#### Texto
+--

Guia SeElaCorreEuCorro de Sobrevivência em Trail Running

Considerando a quantidade de gente experimentando correr fora do asfalto nos últimos tempos, e pensando também nos meus amigos que pretendem debutar nesse campo nos próximos meses, pensei em escrever aqui algumas dicas e observações para evitar que eles cometam alguns equívocos ou deixem de aproveitar tudo o que a corrida em meio à natureza tem a oferecer.

Encarem isso como um bate papo despretensioso, afinal, quem sou para querer ditar regras e verdades absolutas, ou dar dicas de expert? Sou um amador, como vocês.

Então, aí estão algumas convenções sociais e regras de convivência que tenho observado ao longo desses anos correndo em trilhas e montanhas:


Trail Running for Dummies - e uma referência para nós rs
- Sempre que possível, utilize calçado adequado para a prática de corrida fora do asfalto, pelos motivos que elenquei em um texto anterior (resumo: proteção e tração);

- Dê passagem. É muito comum encontrar pessoas que acabaram de sair do asfalto (onde você corre sozinho apesar de cercado por milhares de pessoas) e ainda não perceberam que no meio da trilha não é a filosofia do cada um por si que reina, mas a solidariedade. O espaço é curto e há obstáculos por todos os lados, se a pessoa que vem atrás de você tem um rendimento melhor, abra um espaço quando conseguir e deixe-a passar. Não vai ser essa pausa de 1,2s que vai mudar seu tempo final.
Não seja um "empata-fila"! Surgindo uma oportunidade, dê passagem!
Ainda no assunto do "dê passagem", evite utilizar fones de ouvido, ou, caso uma musiquinha seja essencial pra você na corrida, tente utilizar em um só ouvido e em volume baixo. Você deve ser capaz de ouvir os passos de outro corredor vindo atrás de você na trilha (pense na trilha como um corredor de motoboys entre os carros, mas ao invés de buzinar e chutar seu retrovisor, o corredor que vem atrás vai fazer barulho no mato, depois vai começar a pisar duro, tossir, fungar no seu cangote e eventualmente gritar "pista! prestenção ôh"). Além disso, é importante ficar esperto nos avisos de quem está à sua frente (cuidado com o buraco aqui! olha a pedra solta! se liga no cipó! ONÇAAAAAA!!!!). Enfim, a música alta vai tirar sua atenção de detalhes importantes e pode prejudicar você e os demais.

Não.

+--

Parte de um arquivo de dados

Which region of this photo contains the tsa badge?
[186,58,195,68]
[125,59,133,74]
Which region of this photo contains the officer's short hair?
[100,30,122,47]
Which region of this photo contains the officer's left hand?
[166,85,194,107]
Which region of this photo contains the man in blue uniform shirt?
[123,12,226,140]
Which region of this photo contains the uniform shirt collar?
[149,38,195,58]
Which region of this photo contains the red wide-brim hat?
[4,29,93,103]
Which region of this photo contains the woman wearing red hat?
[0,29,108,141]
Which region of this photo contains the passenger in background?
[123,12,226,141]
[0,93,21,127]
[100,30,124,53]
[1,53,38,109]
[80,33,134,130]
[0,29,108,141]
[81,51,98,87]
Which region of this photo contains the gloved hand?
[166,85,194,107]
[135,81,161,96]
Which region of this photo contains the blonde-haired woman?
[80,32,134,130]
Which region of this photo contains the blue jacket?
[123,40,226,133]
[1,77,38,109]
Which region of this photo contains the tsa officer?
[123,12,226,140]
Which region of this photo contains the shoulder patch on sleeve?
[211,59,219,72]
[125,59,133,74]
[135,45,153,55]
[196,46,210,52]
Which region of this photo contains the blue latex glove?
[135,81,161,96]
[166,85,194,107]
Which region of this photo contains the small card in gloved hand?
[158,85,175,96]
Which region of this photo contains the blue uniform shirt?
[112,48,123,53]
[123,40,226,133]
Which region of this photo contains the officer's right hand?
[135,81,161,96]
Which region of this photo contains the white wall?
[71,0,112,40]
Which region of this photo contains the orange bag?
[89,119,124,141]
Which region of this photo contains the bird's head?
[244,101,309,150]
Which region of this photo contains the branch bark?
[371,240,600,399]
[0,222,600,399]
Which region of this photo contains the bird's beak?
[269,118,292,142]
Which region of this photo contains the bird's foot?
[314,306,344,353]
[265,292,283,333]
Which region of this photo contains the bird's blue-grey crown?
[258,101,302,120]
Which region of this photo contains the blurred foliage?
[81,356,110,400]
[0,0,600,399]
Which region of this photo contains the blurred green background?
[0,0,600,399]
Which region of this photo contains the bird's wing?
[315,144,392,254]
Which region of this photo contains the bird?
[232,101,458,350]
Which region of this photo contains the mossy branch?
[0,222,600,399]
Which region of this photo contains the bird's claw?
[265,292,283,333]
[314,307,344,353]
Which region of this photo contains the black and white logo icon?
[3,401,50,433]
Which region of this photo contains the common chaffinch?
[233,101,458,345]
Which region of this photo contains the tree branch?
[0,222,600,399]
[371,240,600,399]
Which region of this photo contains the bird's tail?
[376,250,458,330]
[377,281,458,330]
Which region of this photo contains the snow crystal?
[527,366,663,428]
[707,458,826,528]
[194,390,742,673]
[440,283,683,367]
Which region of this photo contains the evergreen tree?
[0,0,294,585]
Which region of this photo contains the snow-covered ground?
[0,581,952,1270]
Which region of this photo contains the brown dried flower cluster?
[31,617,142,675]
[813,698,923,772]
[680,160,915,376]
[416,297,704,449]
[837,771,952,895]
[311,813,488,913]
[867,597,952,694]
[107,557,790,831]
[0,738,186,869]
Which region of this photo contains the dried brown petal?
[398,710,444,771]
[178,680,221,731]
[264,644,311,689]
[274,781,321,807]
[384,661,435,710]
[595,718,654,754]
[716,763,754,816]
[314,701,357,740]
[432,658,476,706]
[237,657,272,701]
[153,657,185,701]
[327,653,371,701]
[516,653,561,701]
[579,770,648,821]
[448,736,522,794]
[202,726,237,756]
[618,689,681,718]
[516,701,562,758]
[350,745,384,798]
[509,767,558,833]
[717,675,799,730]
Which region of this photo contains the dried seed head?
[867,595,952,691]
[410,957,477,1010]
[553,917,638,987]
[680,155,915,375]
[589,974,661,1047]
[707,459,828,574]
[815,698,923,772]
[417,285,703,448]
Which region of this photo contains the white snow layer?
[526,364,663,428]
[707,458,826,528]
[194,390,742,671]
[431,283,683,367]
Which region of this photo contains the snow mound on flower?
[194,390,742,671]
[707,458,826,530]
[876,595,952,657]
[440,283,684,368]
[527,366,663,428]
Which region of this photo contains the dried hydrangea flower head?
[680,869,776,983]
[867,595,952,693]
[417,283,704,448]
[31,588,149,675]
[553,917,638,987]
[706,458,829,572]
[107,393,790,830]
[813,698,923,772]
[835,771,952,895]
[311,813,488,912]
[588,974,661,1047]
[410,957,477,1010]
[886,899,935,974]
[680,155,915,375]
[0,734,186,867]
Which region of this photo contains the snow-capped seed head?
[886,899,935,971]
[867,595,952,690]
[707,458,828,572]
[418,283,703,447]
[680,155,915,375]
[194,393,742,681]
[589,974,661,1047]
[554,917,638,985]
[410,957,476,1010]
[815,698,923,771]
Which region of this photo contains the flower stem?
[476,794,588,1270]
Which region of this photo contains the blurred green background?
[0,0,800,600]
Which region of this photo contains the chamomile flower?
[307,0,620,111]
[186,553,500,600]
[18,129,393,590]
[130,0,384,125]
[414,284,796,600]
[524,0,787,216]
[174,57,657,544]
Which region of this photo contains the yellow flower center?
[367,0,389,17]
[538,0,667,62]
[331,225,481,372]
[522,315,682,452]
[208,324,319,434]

+--

#### Tarefas
1. Segundo o guia de trail running, quais são os dois motivos para usar calçado adequado fora do asfalto?
2. Retome o guia de trail running logo após a última frase apresentada.

#### Lista de respostas
1. Proteção e tração.

2.
- (Update Julho 2017). Ainda no assunto "música", com a popularização das caixinhas de som com conexão por bluetooth surgiu a necessidade de editar esse texto para incluir o seguinte conselho: não seja o DJ Trilheiro! Tirando você, o dollynho, e mais um ou outro amigo seu, 99,97% da turma que está na trilha não quer ouvir as suas músicas. De fato, a grande maioria está no mato justamente para curtir a paz, o silêncio e os sons da natureza. Não obrigue os demais a ouvirem Raça Negra, MC Quaquécoisa ou Slayer só porque esse é o tipo de música que você mais gosta.

Tuts-tuts-tu-tu-tuts

Não seja essa pessoa
- Pode conversar. Depois de correr 40 minutos sem encontrar viva alma no caminho, quando você finalmente encontra alguém e essa pessoa corre num ritmo parecido com o seu, troque uma ideia! (rs) Vale qualquer coisa, até mesmo aqueles assuntos de elevador (quente, hein? daqui a pouco chove... você também correu aquela prova x?). Além de ajudar a distrair a mente enquanto encara aquele paredão interminável, você ainda pode fazer novas amizades! Win-win situation! rs
Conversando um pouco pra esquecer a dor no joelho

- Solidariedade. Sempre. Seja cedendo a passagem, seja ajudando alguém a pular uma vala ou escalar uma pedra, seja perguntando se a pessoa está bem, ou oferecendo água/gel pra alguém que está passando mal, dando apoio para alguém que acabou de se estabacar à sua frente... acredite, quando você estiver exausto, no meio do mato, uma palavra amiga e um gesto de solidariedade valem ouro.

- Não deixe vestígios. Você não está correndo ali no meio do mato porque acha bela e imponente a natureza? Então deixe-a como você a encontrou. Eu fico f#dido quando vejo gente jogando a embalagem do gel pelo caminho (e tem gente que guarda o sachê, mas joga a "tampinha" na trilha). P#%r@! O que é que custa deixar essa embalagem no bolso da sua roupa, criatura? Ocupa espaço? Qual é, né, um pouco de tato, galera!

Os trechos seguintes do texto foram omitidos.